Entries taken from a collection
[Begin]
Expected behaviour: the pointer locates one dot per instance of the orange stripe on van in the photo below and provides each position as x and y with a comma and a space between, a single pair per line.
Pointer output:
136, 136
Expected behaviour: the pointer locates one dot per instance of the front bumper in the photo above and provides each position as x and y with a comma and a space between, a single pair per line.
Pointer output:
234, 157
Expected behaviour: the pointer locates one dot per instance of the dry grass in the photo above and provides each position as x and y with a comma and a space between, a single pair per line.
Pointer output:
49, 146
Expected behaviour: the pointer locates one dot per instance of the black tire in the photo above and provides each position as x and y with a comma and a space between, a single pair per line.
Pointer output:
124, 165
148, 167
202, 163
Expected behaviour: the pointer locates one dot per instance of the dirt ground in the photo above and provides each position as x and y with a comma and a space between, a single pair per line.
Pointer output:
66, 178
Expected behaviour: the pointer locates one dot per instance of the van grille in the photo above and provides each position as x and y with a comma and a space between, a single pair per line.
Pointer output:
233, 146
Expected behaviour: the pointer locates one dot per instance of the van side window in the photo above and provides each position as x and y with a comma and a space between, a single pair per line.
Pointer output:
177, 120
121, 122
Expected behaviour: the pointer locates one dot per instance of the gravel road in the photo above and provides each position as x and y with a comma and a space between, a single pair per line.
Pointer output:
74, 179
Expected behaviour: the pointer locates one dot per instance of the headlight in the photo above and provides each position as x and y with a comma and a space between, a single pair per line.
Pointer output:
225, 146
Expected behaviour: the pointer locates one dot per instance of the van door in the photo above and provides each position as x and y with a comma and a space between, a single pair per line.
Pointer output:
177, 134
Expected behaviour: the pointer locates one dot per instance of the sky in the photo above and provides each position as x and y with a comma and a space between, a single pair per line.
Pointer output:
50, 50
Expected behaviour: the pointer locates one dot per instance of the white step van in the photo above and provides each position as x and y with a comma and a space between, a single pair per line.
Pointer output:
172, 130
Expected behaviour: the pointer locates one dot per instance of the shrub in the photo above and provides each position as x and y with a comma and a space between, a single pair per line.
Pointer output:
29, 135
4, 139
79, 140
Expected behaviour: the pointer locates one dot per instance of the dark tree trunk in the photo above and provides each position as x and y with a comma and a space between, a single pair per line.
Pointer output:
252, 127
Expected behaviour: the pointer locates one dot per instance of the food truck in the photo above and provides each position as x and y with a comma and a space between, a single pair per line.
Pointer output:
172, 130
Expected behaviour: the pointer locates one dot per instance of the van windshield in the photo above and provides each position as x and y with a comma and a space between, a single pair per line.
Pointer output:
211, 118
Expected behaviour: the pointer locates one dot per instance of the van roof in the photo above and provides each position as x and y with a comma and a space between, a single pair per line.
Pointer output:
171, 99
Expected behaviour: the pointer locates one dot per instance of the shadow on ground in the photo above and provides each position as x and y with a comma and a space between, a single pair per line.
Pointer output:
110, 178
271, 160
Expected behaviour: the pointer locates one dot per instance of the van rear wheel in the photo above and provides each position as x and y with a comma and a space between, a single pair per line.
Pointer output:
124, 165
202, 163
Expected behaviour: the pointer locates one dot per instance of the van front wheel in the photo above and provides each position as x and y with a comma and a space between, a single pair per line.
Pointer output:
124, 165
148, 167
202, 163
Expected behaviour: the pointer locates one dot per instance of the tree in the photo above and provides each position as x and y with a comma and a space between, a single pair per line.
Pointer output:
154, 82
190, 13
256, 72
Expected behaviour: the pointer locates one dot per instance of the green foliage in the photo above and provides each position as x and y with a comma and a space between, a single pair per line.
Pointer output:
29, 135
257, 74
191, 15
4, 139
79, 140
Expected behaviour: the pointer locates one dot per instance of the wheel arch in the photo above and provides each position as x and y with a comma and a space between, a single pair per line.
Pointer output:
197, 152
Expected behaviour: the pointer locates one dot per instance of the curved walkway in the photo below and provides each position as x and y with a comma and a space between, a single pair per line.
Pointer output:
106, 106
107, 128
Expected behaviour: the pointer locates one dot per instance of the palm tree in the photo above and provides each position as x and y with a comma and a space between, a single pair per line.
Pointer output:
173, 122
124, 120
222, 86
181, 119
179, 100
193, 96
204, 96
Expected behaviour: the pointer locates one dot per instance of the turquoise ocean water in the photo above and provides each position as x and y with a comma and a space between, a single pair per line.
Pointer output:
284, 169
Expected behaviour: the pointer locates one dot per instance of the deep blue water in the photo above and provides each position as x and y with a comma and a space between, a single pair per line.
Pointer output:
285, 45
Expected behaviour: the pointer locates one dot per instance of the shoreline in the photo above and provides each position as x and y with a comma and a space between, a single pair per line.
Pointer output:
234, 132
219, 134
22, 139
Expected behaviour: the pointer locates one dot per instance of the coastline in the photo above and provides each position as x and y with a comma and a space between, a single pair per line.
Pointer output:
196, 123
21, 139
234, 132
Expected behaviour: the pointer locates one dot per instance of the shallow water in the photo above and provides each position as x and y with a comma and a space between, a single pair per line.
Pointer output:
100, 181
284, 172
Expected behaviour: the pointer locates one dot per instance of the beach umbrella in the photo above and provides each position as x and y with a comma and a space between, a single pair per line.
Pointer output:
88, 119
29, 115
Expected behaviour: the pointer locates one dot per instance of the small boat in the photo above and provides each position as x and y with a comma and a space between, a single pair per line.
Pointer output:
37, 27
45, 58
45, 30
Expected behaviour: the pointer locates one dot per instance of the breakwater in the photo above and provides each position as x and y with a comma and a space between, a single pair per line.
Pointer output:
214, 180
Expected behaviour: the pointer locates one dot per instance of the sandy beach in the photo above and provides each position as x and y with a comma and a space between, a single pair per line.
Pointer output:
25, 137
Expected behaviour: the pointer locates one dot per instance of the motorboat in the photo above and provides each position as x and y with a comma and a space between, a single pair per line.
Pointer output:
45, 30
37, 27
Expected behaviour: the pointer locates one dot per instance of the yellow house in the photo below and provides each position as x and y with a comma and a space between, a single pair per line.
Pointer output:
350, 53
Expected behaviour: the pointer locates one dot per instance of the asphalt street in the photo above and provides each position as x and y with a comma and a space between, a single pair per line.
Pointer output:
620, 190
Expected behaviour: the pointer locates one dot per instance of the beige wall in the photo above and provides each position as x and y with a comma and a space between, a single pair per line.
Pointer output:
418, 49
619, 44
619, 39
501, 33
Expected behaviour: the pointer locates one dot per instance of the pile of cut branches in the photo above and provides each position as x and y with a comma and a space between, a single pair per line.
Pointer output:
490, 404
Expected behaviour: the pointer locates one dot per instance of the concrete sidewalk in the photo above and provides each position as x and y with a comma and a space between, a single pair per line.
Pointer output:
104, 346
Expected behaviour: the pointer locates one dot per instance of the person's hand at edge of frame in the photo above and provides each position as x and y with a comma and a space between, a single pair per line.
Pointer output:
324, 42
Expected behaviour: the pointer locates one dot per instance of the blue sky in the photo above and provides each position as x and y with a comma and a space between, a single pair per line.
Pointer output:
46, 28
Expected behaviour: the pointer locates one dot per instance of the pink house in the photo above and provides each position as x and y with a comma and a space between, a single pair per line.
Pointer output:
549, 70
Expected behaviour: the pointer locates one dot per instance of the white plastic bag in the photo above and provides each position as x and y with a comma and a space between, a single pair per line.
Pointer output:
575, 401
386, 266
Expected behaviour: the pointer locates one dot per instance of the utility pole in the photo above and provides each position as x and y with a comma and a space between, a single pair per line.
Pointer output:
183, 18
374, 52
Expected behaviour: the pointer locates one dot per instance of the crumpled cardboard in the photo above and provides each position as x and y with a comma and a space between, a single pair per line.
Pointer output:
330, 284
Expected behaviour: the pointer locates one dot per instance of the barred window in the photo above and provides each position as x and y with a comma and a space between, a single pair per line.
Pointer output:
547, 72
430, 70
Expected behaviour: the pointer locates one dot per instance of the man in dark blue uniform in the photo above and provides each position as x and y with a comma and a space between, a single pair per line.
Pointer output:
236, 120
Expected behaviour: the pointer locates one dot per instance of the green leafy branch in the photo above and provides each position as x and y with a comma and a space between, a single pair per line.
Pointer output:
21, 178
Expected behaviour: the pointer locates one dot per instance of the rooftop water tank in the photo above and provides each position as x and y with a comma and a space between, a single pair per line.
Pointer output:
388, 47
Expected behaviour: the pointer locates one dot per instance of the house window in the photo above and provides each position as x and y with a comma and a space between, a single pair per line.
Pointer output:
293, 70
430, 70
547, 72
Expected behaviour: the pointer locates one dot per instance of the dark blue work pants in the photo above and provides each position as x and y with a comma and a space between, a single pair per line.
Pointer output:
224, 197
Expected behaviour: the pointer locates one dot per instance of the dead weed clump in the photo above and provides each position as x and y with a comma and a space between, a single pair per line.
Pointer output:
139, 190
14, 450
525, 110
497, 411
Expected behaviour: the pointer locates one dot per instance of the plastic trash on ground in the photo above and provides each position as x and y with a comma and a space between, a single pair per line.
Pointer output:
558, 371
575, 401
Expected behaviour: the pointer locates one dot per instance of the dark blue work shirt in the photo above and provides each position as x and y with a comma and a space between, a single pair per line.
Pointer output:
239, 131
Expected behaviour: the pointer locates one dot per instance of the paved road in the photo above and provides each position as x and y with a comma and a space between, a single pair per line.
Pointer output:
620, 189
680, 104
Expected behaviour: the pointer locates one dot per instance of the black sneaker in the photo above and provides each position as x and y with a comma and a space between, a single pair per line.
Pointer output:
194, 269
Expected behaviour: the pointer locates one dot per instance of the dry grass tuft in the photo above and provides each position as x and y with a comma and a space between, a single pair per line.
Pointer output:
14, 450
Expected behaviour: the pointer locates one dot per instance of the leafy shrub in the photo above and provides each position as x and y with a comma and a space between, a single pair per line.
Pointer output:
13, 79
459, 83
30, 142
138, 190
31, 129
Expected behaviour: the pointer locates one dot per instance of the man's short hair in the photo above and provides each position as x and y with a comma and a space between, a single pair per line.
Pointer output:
[End]
Repeat the line containing "the black sneaker" and all subsequent lines through the final line of the data, exactly and with no others.

Expected behaviour: the pointer locates one dot per instance of the black sneaker in the photo above and provides each position as x and y with a comma and a space between, a single pair per line.
Pointer output:
194, 269
Expected behaviour: the pointer locates one dot per instance of the dry grass tuft in the photo above and provides each position as x and y with a comma and a space between, a single pair per line.
Pointer output:
14, 450
Expected behaviour: the pointer locates one dot per instance of the leafy shrub in the photo above and provides each position as x and y with a comma and a space between, a single pair per line.
Pointer output:
13, 79
459, 83
30, 142
138, 190
31, 129
Expected behaviour: the pointer locates one dot per instance of the man's short hair in the photo above and provides each position as x and y with a comma and a space between, a single pair per line.
Pointer output:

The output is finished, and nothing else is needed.